**YOUR GOAL:** Transcribe precisely, and only, the lines beginning at the line containing "# provide a point for each instance of the shrub, formatted" and ending at the final line of the material below.

**DATA EXTRACTS:**
"""
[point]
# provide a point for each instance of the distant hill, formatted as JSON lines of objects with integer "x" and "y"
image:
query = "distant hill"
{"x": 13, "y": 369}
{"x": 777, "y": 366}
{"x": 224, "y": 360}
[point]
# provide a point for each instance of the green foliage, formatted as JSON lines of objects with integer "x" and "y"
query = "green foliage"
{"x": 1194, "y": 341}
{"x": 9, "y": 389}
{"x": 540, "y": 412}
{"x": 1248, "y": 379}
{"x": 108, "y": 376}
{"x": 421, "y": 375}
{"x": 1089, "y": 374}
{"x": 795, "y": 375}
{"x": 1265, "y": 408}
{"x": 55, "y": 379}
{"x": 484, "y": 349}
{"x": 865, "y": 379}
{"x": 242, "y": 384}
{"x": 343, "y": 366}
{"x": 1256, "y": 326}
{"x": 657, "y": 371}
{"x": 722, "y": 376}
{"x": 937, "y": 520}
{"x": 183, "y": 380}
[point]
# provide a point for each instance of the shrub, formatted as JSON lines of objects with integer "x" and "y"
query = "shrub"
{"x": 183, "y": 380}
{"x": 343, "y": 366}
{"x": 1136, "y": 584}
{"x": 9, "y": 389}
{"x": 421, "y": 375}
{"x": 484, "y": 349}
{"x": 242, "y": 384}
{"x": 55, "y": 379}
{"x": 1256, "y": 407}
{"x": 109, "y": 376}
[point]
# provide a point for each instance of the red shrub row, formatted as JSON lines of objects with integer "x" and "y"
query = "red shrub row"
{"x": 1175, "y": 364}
"""
**OUTPUT FOR THIS TASK:**
# provide a point for each instance of the shrub, formatted as JSON lines of objects with integer "x" and "y"
query = "shrub"
{"x": 183, "y": 380}
{"x": 343, "y": 366}
{"x": 1136, "y": 584}
{"x": 9, "y": 389}
{"x": 421, "y": 375}
{"x": 484, "y": 349}
{"x": 242, "y": 384}
{"x": 55, "y": 379}
{"x": 1256, "y": 407}
{"x": 109, "y": 376}
[point]
# provide a point for each instance of the red shrub row, formatted as JSON lines of objects with integer "x" and "y"
query = "red shrub row"
{"x": 1175, "y": 364}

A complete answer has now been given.